►
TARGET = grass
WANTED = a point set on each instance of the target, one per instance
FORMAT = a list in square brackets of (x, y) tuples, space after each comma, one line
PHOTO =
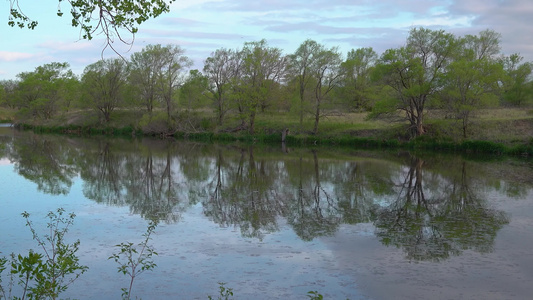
[(502, 130)]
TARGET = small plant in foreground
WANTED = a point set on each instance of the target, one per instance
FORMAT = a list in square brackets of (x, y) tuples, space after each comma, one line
[(133, 261), (49, 274), (224, 292)]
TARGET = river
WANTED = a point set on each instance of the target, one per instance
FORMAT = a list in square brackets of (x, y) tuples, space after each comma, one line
[(273, 222)]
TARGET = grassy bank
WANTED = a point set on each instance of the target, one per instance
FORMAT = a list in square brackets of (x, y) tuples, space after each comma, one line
[(496, 131)]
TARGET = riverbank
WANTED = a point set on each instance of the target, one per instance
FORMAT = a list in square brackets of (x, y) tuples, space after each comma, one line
[(501, 131)]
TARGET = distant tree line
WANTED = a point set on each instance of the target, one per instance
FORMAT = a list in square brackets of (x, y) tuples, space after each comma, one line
[(434, 69)]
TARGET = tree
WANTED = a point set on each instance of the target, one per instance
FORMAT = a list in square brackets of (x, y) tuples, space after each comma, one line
[(473, 77), (103, 84), (325, 70), (8, 89), (194, 89), (262, 66), (414, 72), (144, 67), (300, 68), (356, 82), (94, 17), (517, 85), (221, 68), (40, 93), (172, 63)]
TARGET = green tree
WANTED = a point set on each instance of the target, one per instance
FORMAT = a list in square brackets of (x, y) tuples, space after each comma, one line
[(144, 67), (41, 93), (472, 79), (8, 89), (221, 68), (169, 75), (299, 68), (262, 67), (194, 89), (326, 72), (103, 84), (517, 86), (415, 74), (356, 82), (95, 17)]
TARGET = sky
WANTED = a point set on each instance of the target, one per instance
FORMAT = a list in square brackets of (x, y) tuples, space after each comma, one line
[(202, 26)]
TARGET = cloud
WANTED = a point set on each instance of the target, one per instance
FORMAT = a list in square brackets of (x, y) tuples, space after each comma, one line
[(15, 56)]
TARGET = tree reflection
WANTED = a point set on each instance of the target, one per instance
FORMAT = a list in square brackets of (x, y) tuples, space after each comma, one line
[(242, 194), (430, 208), (315, 212), (432, 223), (46, 162)]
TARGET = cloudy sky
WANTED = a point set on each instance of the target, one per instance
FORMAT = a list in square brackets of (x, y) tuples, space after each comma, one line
[(202, 26)]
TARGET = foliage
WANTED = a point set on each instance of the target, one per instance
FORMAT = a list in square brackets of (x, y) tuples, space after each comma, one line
[(134, 261), (47, 274), (103, 84), (95, 17), (415, 72)]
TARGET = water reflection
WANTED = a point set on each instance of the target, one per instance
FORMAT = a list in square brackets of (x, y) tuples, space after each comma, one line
[(434, 217), (432, 208)]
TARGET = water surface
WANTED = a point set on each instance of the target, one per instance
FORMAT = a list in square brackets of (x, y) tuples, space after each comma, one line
[(276, 223)]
◄
**Exercise objective**. Give every line of the records above again, exactly, and omit the pictures.

**Answer to the exercise**.
TARGET = grass
WANTED = a point set on each instance of the target, one per instance
FORMAT = a list in square brackets of (x, y) tuples, space after each comma, one line
PHOTO =
[(502, 130)]
TARGET = small plant in foreground
WANTED = a point set on each instance of the target, one per instance
FORMAT = a list in square brackets of (x, y) tuples, space after each comma, one line
[(133, 261), (49, 274), (224, 292)]
TARGET = river
WANTED = a point set on each instance of the target, one per instance
FORMAT = a list in square brackets of (x, y) tuples, space after each comma, one line
[(273, 222)]
TARGET = grassy bank
WANTED = a point set on each instance of the target, one per instance
FORMAT = a list in square brackets of (x, y) tuples, space after each comma, one line
[(496, 131)]
TARGET = riverbank
WANTED = a point set on each instance of the target, one per instance
FORMAT = a list in square brackets of (x, y) tuples, space after each comma, one line
[(501, 131)]
TARGET = distant tree line
WANTED = a point set on each instance of the target, one per instance
FORMAT = a list in square brackets of (x, y) tuples, space after each comma, one line
[(434, 69)]
TARGET = tree
WANTED = a point set on each instance of the target, one per instance
FORMAT = a list in square brackets of (x, y) tuples, space after each comma, one line
[(473, 77), (103, 84), (325, 70), (8, 89), (194, 89), (262, 66), (414, 72), (144, 67), (300, 68), (356, 82), (94, 17), (517, 85), (221, 68), (40, 93), (172, 63)]
TARGET = green tree
WANTED = a point set on each instance of the target, one per instance
FORMAT = a list in square brackets of (x, y) tuples, space after each comma, one line
[(144, 67), (41, 93), (472, 79), (8, 89), (221, 68), (169, 75), (299, 68), (262, 67), (194, 89), (326, 72), (103, 84), (517, 86), (415, 74), (356, 82), (95, 17)]
TARGET = sky
WANTED = a point set on each instance of the target, one per instance
FORMAT = a list in square brackets of (x, y) tuples, space after each comma, one line
[(202, 26)]
TARGET = cloud
WANTED = a point set on each instance of the target, one per instance
FORMAT = a list in square brackets of (x, y) tuples, space after each comma, one line
[(15, 56)]
TARGET = tree reflection
WANTED = a point set on each instance of the target, one per instance
FORMAT = a list in square brackets of (x, y) tuples, space after each comma, one line
[(242, 194), (430, 208), (315, 212), (432, 223), (46, 162)]
TARGET = cloudy sky
WANTED = a point set on each instance of the target, one per instance
FORMAT = a list in square brackets of (x, y) tuples, space after each comma, one line
[(202, 26)]
TARGET = foliage
WANTED = a point set on each instance of the target, one per instance
FORMAT = a list in square brackets of (x, y) tuples, space after each comma, one line
[(134, 261), (47, 274), (103, 84), (95, 17), (415, 72)]
TARGET = water reflection
WANTED = a point set on each instance of the target, one per instance
FORMAT = a list in square brackets of (x, y) tuples, space after each comma, one line
[(434, 217), (432, 208)]
TARGET = water surface
WANTED = a point set on each instance of the target, one per instance
FORMAT = a list in square brackets of (x, y) tuples, space after each comma, one line
[(276, 223)]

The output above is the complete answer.